===== Source =====

University Lowbrow Astronomers

University Lowbrow Astronomers Telescope Observer’s Guide

by Dave Snyder
Revised: March, 2002

This page contains suggested projects for amateur astronomers using a with a new (or not so new) telescope. We cannot cover every option here, however we will present a few suggestions.

Finding Your Way Around

To be able to find your way around, you need to be familiar with how stars and other astronomical objects are given names and how to read a star chart. If you haven’t done so already, see “How Astronomical Objects Are Named.”

While the NGC and IC lists contain many of the objects an amateur astronomer would be interested in, they have some gaps, some of those gaps are indicated in the following sections.

The position of astronomical objects is specified by using two coordinates: The right ascension (RA) and the declination (dec). The RA and declination of solar system objects change over time, but the RA and declination of stars (other than the sun) and of deep space objects do not change (well they do change, but so slowly it doesn’t matter in most cases).

There are three basic methods of locating objects with a telescope.

Setting circles can be temperamental, they are not always able to accurately determine the telescope’s position, so some manual repositioning may be needed. Knowing how to position the telescope is important. Also setting circles can not compensate for clouds or the fact that many objects are visible at certain times of the year and not visible at other times of the year.

If you are using setting circles (either mechanical or digital), you may be interested in our database of approximately 1900 objects that can be seen through small telescopes. This database gives RA and declination for each object along with other information. Go here for more information.

For a list of objects organized by constellation, we have provided the following articles (more constellations will be added later).

Also for a few suggested objects within Andromeda, Aquarius, Cassiopeia, Pegasus and Perseus, see Mark Deprest. “At the Open House & What to Show the Public.” October, 1997.

The Sun

Before using a telescope to observe the sun, be sure to use proper filters. Failure to do so can result in permanent eye damage, and may ruin your telescope.

There are two types of filters you can use to observe the sun, solar filters and hydrogen alpha filters. Solar filters are less expensive and easier to use, however make sure you purchase a filter from a reputable manufacturer. Using a solar filter will allow you to observe sunspots. Sunspots are more common at the peak of the solar cycle (which occurs every 11 years). If you invest in a hydrogen alpha filter, you can observe prominences and other solar activity which cannot be seen with a normal solar filter.

For the ambitious amateur astronomer, it is possible to build a specialized telescope that is optimized for solar observing. One design is known as a “Coronagraph” and another is known as a “Spectroheliograph.” Both devices work by passing a narrow band of light and are alternatives to purchasing a separate hydrogen alpha filter. Either type of telescope will allow you to see prominences, however most people consider the Coronagraph to be a better choice.

For more information see Science News and Information about the Sun-Earth environment.

The Moon

Almost any telescope will allow you to view craters on the Moon. With a little effort you can also see mountain ranges on the surface.

One of the biggest problems with observing the moon is the image can be bright (bright enough to be painful), this is particularly true of large aperture telescopes. If this is a problem, there are two solutions, one is to purchase a “Lunar Filter,” this reduces the amount of light entering the telescope. Another solution is a simple device called an “Aperture Stop.” Usually made of cardboard that blocks about 2/3 of the light entering a telescope and has the added bonus of stopping light from going through the supports on your secondary mirror (if you are using a reflecting telescope). If you use a refractor telescope, you may wish to use a yellow filter instead of a simple Lunar filter. Otherwise you may will discover purple fringes on your images caused by chromatic aberration.

===== Recorded data =====

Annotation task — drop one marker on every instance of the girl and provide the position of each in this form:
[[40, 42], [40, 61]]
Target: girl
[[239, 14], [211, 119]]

=====

**Required task 1**
Reproduce the passage of the telescope observer's guide starting with "Before using a" and going on through "ruin your telescope.".
**Required task 2**
Decide whether each statement agrees with the telescope observer's guide. Answer yes or no for each, and quote the words from the guide that settle it.
(a) Sunspots are more common at the peak of the solar cycle.
(b) Solar filters cost more than hydrogen alpha filters.
(c) An aperture stop blocks about half of the light entering a telescope.
**Required task 3**
According to the telescope observer's guide, which specialized solar telescope design do most people consider the better choice?

**Complete output 1**
Before using a telescope to observe the sun, be sure to use proper filters. Failure to do so can result in permanent eye damage, and may ruin your telescope.

**Complete output 2**
(a) Yes: "Sunspots are more common at the peak of the solar cycle (which occurs every 11 years)."
(b) No: "Solar filters are less expensive and easier to use"
(c) No: "Usually made of cardboard that blocks about 2/3 of the light entering a telescope"

**Complete output 3**
The Coronagraph.